▶ **Documento di partenza**
──────────────────────────────

La Corte di Cassazione, sezione penale, con la sentenza n. 28594 depositata il 16 luglio 2024, intervenendo in tema di esclusione della colpevolezza a seguito di mutamenti peggiorativi della giurisprudenza, ha ribadito il principio secondo cui “… il contrasto giurisprudenziale di tipo sincronico – due o più interpretazioni difformi della medesima norma coesistono nel medesimo intervallo temporale – incida sul principio di determinatezza e di prevedibilità delle decisioni, impedendo ai consociati di calcolare le conseguenze giuridico-penali della propria condotta, mentre il c.d. contrasto di tipo diacronico – cioè l’esistenza di linea interpretativa “affermata” in un determinato lasso temporale che, tuttavia, viene smentita da una decisione successiva e che origina una “svolta” giurisprudenziale in senso sfavorevole all’imputato – incida sul principio di prevedibilità ed evoca in senso lato il tema della irretroattività della “norma” penale sfavorevole – corollario fondamentale del principio di legalità -, potendosi in astratto venire a determinare – qualora non intervengano opportuni meccanismi di “neutralizzazione” – un fenomeno di c.d. «retroattività occulta». …”
Il Supremo consesso ha precisato che “… Se le interpretazioni estensive, di adattamento, di specificazione, che rispettano i requisiti di ragionevolezza e di conformità al “precedente” rappresentano un’evoluzione fisiologica del dato legale e, quindi, sono prevedibili, gli esiti interpretativi che l’agente non è in grado di rappresentarsi al momento del fatto, devono ritenersi imprevedibili.

──────────────────────────────

▶ **Contenuto del dataset**
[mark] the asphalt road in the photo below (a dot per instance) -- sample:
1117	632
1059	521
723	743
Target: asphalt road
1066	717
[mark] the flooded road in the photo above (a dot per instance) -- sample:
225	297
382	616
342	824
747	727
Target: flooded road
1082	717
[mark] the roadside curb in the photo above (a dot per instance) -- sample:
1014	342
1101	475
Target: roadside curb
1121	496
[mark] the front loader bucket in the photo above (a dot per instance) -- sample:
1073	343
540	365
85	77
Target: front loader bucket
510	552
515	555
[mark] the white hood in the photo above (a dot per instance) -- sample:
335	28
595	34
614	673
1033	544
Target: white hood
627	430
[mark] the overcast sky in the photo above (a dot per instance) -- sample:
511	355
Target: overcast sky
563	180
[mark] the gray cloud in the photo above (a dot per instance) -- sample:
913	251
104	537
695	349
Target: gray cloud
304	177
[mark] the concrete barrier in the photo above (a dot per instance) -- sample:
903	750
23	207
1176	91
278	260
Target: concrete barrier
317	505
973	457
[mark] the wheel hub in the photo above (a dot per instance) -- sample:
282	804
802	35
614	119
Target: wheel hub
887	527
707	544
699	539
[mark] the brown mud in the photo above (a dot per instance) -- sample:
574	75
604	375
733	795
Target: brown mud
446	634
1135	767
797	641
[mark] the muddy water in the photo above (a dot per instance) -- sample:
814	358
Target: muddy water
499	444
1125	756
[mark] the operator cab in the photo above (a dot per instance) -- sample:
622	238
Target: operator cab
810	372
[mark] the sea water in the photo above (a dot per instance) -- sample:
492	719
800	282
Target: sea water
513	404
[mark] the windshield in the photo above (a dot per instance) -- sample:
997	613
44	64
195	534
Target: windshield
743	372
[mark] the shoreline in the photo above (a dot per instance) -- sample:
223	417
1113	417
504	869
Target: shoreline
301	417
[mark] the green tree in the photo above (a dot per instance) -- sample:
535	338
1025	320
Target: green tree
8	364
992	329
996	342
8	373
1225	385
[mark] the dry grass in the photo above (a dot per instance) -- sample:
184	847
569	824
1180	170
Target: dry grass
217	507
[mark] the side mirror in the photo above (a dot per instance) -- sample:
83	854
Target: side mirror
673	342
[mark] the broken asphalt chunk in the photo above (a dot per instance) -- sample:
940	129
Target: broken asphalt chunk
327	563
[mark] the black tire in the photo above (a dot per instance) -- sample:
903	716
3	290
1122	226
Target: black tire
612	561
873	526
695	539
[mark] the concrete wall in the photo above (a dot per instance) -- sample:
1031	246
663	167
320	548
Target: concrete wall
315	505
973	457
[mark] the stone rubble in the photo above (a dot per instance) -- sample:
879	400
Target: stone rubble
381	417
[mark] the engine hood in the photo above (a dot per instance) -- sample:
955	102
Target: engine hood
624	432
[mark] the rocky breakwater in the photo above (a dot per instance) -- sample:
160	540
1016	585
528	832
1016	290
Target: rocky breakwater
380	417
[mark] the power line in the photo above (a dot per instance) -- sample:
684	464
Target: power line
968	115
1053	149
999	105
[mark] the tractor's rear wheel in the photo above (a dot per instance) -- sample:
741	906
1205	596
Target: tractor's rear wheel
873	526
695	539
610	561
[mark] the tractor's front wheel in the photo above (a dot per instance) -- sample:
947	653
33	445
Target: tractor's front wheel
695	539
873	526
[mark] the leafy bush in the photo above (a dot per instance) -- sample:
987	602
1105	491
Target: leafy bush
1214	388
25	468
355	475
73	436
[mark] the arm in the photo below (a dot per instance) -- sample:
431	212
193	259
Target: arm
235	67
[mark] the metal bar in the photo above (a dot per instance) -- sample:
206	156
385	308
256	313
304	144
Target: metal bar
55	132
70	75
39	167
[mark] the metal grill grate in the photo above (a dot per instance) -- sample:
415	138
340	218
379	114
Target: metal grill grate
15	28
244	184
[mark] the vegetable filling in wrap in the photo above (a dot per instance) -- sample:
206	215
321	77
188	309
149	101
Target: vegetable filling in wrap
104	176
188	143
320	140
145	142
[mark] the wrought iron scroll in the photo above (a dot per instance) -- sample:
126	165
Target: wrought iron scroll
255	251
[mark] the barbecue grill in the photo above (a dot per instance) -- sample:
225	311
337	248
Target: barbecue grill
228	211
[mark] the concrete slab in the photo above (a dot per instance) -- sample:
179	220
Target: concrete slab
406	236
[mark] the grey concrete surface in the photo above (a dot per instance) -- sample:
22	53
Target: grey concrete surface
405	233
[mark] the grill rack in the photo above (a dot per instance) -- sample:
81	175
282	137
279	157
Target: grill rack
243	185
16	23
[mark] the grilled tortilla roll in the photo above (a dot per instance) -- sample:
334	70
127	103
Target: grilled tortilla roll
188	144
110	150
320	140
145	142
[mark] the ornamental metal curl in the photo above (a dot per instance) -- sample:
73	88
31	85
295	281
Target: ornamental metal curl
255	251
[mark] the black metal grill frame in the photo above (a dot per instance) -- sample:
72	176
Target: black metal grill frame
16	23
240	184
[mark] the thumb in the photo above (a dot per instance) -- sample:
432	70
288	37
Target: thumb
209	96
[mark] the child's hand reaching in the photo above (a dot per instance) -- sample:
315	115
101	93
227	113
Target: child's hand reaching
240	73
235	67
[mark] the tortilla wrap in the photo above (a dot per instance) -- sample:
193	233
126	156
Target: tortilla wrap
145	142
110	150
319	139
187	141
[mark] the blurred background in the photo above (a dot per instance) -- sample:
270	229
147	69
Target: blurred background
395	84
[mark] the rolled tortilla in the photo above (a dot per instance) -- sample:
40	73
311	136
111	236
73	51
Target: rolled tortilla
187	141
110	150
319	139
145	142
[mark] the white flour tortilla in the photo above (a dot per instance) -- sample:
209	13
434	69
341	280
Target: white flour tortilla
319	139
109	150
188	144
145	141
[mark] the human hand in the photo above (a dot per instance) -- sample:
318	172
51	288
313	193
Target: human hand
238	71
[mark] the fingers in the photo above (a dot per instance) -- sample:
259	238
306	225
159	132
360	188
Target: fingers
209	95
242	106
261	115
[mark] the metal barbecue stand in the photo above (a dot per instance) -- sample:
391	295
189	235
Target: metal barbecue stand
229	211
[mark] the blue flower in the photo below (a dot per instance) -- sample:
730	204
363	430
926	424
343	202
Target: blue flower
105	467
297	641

──────────────────────────────

▶ **Compiti da svolgere**
• 1. Trascrivi dal documento di partenza il passo che comincia con "Il Supremo consesso" e termina con "devono ritenersi imprevedibili.".
• 2. Rispondi alle domande seguenti in base al documento di partenza.
(a) Qual è il numero della sentenza e in che data è stata depositata?
(b) Su quale principio incide il contrasto giurisprudenziale di tipo sincronico?
(c) Come devono ritenersi gli esiti interpretativi che l'agente non è in grado di rappresentarsi al momento del fatto?
Per rispondere basta il documento di partenza, senza altre fonti.

▶ **Soluzioni proposte**
• 1.
Il Supremo consesso ha precisato che “… Se le interpretazioni estensive, di adattamento, di specificazione, che rispettano i requisiti di ragionevolezza e di conformità al “precedente” rappresentano un’evoluzione fisiologica del dato legale e, quindi, sono prevedibili, gli esiti interpretativi che l’agente non è in grado di rappresentarsi al momento del fatto, devono ritenersi imprevedibili.

• 2.
(a) È la sentenza n. 28594, depositata il 16 luglio 2024.
(b) Incide sul principio di determinatezza e di prevedibilità delle decisioni.
(c) Devono ritenersi imprevedibili.